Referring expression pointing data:

= Beginning of Section =

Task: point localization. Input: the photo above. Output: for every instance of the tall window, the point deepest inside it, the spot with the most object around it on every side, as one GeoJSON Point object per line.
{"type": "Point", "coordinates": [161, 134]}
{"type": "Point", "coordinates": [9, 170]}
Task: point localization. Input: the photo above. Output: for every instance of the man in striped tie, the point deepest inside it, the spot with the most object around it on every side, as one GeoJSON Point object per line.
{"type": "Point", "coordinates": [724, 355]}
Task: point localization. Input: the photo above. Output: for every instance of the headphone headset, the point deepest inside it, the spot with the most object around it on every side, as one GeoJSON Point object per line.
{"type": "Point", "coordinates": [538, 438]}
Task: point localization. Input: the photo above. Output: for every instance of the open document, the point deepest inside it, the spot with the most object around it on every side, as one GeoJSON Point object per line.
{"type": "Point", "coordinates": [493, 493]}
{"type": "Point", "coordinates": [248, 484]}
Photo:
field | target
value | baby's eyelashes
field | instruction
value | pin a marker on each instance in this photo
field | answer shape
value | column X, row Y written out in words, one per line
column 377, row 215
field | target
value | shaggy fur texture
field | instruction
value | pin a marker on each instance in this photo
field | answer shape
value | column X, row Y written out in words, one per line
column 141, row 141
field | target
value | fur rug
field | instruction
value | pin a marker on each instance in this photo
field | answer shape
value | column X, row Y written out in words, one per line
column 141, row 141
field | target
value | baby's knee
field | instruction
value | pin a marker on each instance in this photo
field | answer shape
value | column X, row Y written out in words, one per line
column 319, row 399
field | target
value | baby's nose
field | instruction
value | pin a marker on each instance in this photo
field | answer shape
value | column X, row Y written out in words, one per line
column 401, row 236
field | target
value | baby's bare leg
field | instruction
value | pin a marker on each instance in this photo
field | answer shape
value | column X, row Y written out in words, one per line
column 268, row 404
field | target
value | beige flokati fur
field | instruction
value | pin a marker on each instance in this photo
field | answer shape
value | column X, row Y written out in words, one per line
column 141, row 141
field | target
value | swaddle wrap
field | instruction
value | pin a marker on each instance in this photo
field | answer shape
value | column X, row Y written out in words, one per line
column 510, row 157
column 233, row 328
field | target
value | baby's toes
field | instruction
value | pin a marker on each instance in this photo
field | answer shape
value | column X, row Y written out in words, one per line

= End of Section =

| TO DO |
Write out all records exactly, keeping every detail.

| EXERCISE OUTPUT |
Task: point localization. Input: the photo above. Output: for every instance of the tall window, the point deepest inside it, the spot with the most object around it on every side, as one GeoJSON Point object per line.
{"type": "Point", "coordinates": [161, 134]}
{"type": "Point", "coordinates": [9, 170]}
Task: point localization. Input: the photo above. Output: for every instance of the man in striped tie, the point deepest inside it, the spot with the most object around it on every side, as one GeoJSON Point object per line.
{"type": "Point", "coordinates": [724, 355]}
Task: point localization. Input: the photo above. Output: for every instance of the headphone headset, the point deepest inside it, the spot with the most object around it on every side, as one GeoJSON Point object per line.
{"type": "Point", "coordinates": [538, 438]}
Task: point localization. Input: the photo above. Output: for every instance of the open document, the point deepest inside it, the spot with the most object around it on every side, as one GeoJSON Point object per line.
{"type": "Point", "coordinates": [493, 493]}
{"type": "Point", "coordinates": [248, 484]}
Photo:
field | target
value | baby's eyelashes
field | instruction
value | pin a marker on each instance in this photo
field | answer shape
value | column X, row Y written out in words, one per line
column 377, row 215
field | target
value | shaggy fur texture
field | instruction
value | pin a marker on each instance in this photo
field | answer shape
value | column X, row Y written out in words, one per line
column 141, row 141
field | target
value | fur rug
field | instruction
value | pin a marker on each instance in this photo
field | answer shape
value | column X, row Y written out in words, one per line
column 141, row 141
field | target
value | baby's knee
field | instruction
value | pin a marker on each instance in this photo
field | answer shape
value | column X, row Y written out in words, one per line
column 319, row 399
field | target
value | baby's nose
field | instruction
value | pin a marker on each instance in this photo
field | answer shape
value | column X, row Y written out in words, one per line
column 401, row 236
field | target
value | baby's bare leg
field | instruction
value | pin a marker on each instance in this photo
field | answer shape
value | column X, row Y written out in words, one per line
column 268, row 404
field | target
value | beige flokati fur
field | instruction
value | pin a marker on each instance in this photo
field | answer shape
value | column X, row Y written out in words, one per line
column 141, row 141
field | target
value | swaddle wrap
field | instruction
value | pin a marker on each instance in this photo
field | answer shape
value | column X, row Y written out in words, one per line
column 510, row 157
column 233, row 328
field | target
value | baby's toes
field | instruction
value | pin a marker on each instance in this photo
field | answer shape
value | column X, row Y written out in words, one per line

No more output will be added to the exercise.